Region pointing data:
=== Begin Enclosure ===
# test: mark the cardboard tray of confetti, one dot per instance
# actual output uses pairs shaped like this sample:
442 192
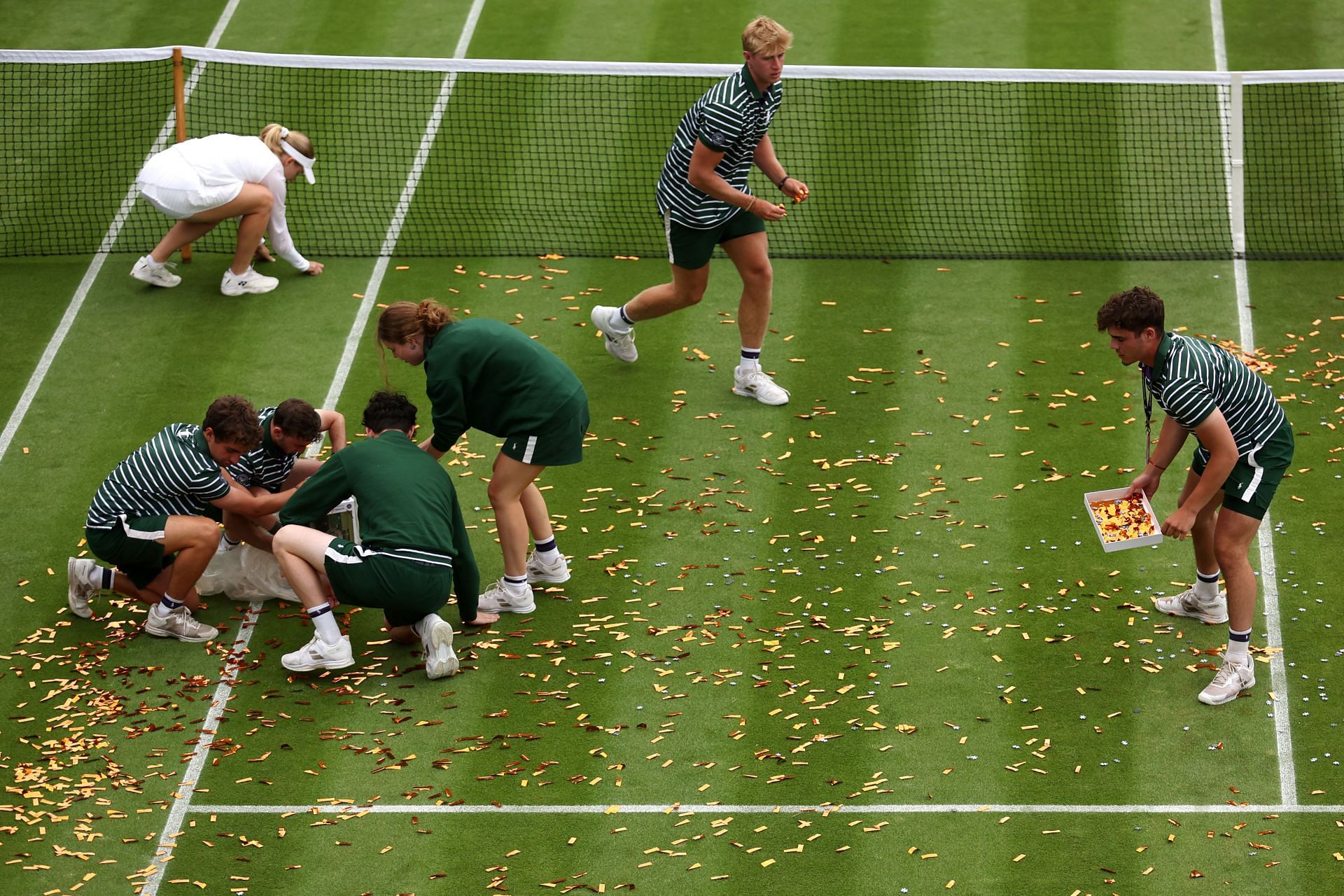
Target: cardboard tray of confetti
1123 522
=== End Enclosure ===
* Goal of the exercise: Each record above must be retyped exactly as given, with the images excluded.

* Answer to this exercise:
# test: mark the cardboard tray of confetti, one dot per instance
# actual output uses pairs shaped like this sample:
442 192
Target: cardboard tray of confetti
1123 522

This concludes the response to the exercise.